### TASKS TO PERFORM
• A. Copy word for word the part of the Dick Tomey article starting with "TUCSON – After" and going on through "the deadly disease.".
• B. Keep writing the article about Dick Tomey's death, picking up right after its last sentence.

[[ READING TEXT open ]]

TUCSON – After a five-month battle with lung cancer, University of Arizona legend, Dick Tomey passed away Friday at the age of 80.
The former Arizona head football coach was diagnosed with a type of lung cancer in January. Tomey has since been receiving treatment to combat the deadly disease.
The family of Coach Tomey released the following statement following his death:
It is with great sadness that we share the news of Dick Tomey’s death on May 10, 2019 @ 9:30pm. He died surrounded by his family, resting peacefully, after battling lung cancer for months. We are all heartbroken to lose him, but are forever grateful to have shared his life.
To us, Dick Tomey was one of a kind. Known for his room-for-everyone big-heartedness, generous spiritedness (to a fault), instinctive kindness, love and respect for people of all walks, and the ease with which he forgave himself and others and moved on with life without resentments—taught all of us so much. Dick Tomey was never petty, never small minded. He was a man who discovered his mission in life, embraced it, enjoyed it, and accomplished amazing things. When speaking of football, he often said, “Football is not complicated. People are.” He was always, first and foremost, a people person.
On the football field he was a tough as nails coach, who loved fierce competition and the thrill of team-building. He loved his players, every single one of them—always. He was hard on them. He constantly raised the bar. He could do that because he knew how to find the goodness and the talent in people. If he didn’t find it immediately, he kept looking until he did, and once he found goodness/talent he never lost sight of it. He expressed his admiration and raised his expectations—and watched both things multiply. Just that gift alone changed lives, including some of ours. When it came to football, Dick Tomey had an eye for undiscovered ability, an eye for raw potential, an eye for leadership—and a deep regard for guys who walked on, who sacrificed to play the game simply because they loved it. He was never afraid to be the underdog coach, with the underdog team… in fact, he was partial to taking his underdog team(s) in to play the moneyed power schools… and his teams won their share of those games.

[[ READING TEXT closed ]]
[[ AVAILABLE DATA open ]]

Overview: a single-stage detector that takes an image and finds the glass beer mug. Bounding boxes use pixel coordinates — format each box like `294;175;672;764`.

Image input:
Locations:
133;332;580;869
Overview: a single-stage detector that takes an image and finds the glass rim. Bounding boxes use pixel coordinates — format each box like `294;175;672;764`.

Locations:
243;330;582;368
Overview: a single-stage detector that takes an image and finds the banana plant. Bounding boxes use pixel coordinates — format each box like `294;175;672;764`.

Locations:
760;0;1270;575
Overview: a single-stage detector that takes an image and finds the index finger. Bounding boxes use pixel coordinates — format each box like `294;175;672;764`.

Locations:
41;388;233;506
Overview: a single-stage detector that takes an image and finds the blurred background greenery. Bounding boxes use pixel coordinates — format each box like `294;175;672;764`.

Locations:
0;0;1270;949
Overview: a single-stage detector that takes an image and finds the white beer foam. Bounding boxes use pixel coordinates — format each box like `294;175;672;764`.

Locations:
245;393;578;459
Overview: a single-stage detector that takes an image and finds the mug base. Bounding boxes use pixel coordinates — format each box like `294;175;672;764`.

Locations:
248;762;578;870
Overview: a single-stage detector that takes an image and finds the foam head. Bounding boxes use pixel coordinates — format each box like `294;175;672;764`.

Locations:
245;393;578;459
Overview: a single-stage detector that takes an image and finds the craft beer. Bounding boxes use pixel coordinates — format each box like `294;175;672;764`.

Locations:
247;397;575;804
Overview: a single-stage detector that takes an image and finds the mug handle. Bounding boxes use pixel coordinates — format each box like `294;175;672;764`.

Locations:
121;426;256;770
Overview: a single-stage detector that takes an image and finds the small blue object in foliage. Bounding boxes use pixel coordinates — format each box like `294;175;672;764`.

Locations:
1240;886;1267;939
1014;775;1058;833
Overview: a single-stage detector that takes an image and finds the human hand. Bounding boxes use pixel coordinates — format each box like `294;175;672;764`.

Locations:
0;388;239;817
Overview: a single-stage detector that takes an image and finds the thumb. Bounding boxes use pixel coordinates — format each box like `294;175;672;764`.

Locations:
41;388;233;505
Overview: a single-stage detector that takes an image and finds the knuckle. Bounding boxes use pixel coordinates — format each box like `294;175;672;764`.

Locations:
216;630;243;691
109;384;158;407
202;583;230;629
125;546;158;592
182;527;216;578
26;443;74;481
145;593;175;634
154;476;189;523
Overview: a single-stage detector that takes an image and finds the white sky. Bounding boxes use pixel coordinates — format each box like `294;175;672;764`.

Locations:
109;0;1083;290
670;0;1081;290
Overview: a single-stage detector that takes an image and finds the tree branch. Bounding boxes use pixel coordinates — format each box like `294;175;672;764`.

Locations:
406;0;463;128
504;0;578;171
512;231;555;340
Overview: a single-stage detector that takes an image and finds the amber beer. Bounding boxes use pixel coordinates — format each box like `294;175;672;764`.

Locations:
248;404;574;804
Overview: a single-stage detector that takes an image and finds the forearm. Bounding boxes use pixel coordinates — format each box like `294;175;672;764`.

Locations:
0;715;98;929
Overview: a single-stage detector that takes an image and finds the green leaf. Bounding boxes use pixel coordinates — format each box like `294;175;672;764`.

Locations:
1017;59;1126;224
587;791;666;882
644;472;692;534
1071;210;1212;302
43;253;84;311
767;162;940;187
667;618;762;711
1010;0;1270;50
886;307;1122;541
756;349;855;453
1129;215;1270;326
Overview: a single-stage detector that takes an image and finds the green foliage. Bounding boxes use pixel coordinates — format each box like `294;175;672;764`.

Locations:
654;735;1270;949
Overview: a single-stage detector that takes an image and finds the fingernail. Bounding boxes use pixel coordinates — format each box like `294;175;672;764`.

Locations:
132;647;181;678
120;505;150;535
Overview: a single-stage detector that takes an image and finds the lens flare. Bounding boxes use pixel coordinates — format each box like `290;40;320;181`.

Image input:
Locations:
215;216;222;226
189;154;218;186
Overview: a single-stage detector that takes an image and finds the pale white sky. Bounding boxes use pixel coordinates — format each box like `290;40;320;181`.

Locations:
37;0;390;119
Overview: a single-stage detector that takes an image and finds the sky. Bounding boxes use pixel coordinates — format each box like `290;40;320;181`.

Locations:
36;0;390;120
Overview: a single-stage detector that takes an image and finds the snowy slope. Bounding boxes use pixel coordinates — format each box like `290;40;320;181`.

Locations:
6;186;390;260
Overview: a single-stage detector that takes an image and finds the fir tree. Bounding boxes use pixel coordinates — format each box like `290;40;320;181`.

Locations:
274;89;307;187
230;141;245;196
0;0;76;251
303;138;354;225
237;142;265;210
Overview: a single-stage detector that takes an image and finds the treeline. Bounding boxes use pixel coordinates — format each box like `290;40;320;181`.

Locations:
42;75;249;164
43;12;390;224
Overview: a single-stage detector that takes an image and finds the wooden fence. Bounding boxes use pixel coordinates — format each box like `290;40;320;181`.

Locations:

[[ AVAILABLE DATA closed ]]
[[ AVAILABLE DATA open ]]

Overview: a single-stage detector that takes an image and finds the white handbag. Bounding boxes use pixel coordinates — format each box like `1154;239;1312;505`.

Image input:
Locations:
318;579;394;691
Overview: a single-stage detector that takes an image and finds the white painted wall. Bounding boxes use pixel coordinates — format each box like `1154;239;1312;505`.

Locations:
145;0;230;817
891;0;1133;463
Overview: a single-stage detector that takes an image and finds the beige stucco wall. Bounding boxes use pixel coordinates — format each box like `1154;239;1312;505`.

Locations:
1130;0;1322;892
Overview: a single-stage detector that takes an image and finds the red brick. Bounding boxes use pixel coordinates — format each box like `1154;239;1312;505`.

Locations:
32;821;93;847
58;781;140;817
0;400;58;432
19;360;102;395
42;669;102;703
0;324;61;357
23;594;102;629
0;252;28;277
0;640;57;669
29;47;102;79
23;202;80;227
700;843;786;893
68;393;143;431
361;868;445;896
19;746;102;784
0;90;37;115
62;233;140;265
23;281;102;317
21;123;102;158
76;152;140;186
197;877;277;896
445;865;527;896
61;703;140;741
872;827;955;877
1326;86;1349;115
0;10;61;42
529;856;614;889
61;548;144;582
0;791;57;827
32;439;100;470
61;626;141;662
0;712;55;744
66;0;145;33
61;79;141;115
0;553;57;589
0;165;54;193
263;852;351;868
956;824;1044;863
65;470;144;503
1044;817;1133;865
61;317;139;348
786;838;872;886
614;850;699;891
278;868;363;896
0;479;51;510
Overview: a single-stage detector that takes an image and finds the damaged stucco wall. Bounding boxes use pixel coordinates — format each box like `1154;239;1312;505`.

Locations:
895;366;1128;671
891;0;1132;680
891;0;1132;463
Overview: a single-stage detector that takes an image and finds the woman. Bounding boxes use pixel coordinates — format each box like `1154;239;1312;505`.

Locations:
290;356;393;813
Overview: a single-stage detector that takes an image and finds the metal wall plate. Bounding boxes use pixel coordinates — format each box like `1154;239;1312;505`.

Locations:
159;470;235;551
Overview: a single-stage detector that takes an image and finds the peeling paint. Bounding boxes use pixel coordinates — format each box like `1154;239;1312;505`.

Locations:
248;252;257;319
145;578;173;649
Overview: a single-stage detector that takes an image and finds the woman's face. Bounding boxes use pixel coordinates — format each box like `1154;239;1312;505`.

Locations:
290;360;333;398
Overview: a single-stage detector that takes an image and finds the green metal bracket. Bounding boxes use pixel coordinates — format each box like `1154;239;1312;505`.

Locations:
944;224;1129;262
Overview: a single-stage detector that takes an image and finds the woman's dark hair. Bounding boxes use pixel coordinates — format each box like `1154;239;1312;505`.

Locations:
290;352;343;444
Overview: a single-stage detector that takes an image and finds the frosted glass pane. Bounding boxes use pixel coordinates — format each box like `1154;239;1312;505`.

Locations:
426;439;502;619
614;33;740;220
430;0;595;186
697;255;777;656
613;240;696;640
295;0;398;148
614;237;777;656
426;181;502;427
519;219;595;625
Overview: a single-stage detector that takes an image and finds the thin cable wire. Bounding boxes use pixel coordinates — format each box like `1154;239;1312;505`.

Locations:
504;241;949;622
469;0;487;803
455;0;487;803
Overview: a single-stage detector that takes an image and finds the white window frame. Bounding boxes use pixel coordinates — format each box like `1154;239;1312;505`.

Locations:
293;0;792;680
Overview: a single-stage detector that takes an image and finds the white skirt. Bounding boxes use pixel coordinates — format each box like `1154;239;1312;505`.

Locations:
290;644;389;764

[[ AVAILABLE DATA closed ]]
[[ AVAILABLE DATA open ]]

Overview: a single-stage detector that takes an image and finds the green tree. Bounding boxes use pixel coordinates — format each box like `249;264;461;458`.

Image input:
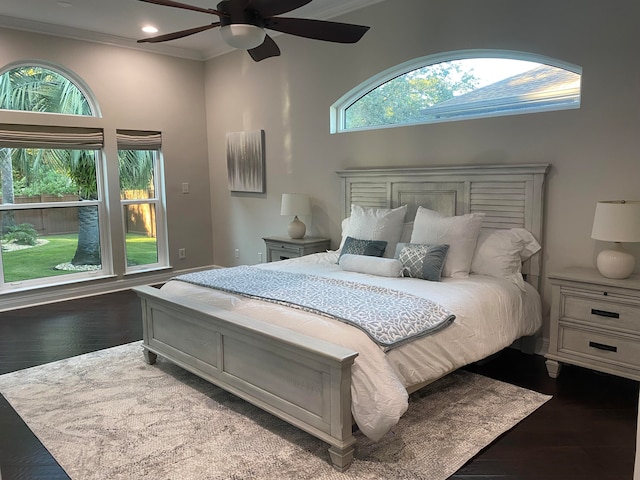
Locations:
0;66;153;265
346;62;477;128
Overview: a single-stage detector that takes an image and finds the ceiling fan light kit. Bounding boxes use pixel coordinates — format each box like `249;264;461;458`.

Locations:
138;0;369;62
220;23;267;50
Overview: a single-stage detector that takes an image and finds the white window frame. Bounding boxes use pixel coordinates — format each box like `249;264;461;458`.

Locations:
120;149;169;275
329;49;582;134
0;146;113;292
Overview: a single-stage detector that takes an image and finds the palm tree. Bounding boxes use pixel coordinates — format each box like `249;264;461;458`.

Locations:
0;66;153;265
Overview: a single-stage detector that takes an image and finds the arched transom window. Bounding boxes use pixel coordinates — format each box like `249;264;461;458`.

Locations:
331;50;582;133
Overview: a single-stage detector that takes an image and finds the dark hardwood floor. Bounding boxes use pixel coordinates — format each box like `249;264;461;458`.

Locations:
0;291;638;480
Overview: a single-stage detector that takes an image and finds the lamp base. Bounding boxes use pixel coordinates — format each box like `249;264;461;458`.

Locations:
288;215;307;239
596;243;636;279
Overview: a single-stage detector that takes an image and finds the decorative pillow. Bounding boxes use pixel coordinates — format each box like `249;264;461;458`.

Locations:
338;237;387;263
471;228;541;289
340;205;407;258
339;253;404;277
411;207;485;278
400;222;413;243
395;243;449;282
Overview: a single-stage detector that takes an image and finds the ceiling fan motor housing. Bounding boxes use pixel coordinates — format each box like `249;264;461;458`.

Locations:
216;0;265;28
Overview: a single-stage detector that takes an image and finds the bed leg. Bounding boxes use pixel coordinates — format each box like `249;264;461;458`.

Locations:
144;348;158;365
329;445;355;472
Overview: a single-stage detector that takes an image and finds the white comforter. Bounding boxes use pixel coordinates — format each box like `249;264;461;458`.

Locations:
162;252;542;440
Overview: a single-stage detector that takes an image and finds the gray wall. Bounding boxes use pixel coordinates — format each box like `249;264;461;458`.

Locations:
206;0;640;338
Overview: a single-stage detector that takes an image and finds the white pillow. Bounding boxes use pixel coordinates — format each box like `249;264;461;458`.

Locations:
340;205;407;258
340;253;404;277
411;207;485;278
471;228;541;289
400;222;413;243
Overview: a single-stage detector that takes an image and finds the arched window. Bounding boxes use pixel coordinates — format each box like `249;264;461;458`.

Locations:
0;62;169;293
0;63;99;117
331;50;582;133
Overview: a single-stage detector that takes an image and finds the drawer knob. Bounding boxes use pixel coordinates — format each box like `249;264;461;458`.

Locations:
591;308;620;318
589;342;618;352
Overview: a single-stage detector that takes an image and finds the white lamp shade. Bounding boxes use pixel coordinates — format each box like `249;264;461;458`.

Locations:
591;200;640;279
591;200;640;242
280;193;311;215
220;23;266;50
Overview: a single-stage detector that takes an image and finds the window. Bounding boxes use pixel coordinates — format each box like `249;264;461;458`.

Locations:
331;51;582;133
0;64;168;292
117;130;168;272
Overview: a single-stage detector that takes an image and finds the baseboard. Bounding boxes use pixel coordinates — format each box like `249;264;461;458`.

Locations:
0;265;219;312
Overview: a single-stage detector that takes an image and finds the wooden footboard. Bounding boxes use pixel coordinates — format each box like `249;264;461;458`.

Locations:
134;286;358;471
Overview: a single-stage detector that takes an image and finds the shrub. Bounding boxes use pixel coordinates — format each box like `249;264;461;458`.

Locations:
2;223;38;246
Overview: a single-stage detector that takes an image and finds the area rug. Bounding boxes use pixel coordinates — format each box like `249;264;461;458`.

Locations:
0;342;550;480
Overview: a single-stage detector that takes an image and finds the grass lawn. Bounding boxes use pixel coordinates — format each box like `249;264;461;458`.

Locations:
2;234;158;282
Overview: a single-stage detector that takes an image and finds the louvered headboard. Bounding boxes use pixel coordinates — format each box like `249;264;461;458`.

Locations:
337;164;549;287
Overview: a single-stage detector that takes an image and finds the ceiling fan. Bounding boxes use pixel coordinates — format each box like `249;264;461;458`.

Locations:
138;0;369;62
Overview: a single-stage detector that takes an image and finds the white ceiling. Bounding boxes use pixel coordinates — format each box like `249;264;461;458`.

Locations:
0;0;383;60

[[ AVAILABLE DATA closed ]]

### ANSWERS TO THE EXERCISES
• A.
TUCSON – After a five-month battle with lung cancer, University of Arizona legend, Dick Tomey passed away Friday at the age of 80.
The former Arizona head football coach was diagnosed with a type of lung cancer in January. Tomey has since been receiving treatment to combat the deadly disease.

• B.
Off the field Dick was a beautiful human being. His was a loving spirit. He was a natural leader, a natural teacher. His gift of oratory was legendary. Nearly everyone who knew him can quote Dick Tomey on some subject. Words were his most powerful tool (even his profanity was eloquent). When he spoke he made listeners out of non-listeners, believers out of non-believers. He lifted, he challenged, he inspired. He could change the way a person thought about life, about the world around him, and the person would be better for the change. His own family is proof of that.
Dick Tomey never aspired to fame or fortune. As a young man he dreamed of coaching junior high football. His long career included its share of hard knocks and frustrations, but he insisted, “I wouldn’t change a thing.” It was his selflessness and dedication to the common good that always propelled him forward.
As a family we rarely talk about how many games Dick Tomey won—we talk about how many hearts he won… including all of ours.
The Indiana native joined the University of Arizona football program after coaching the University of Hawaii to its first top-20 Associated Press ranking season. The Western Athletic Conference Coach of the Year quickly made an impact on the Wildcats, crafting the notorious “Desert Swarm” defense and leading them to two of the three ten-win seasons in school history.
Tomey was also named Pac-10 Coach of the Year in 1992. The former DePauw football player currently holds the most wins of all UA football coaches at 95 wins.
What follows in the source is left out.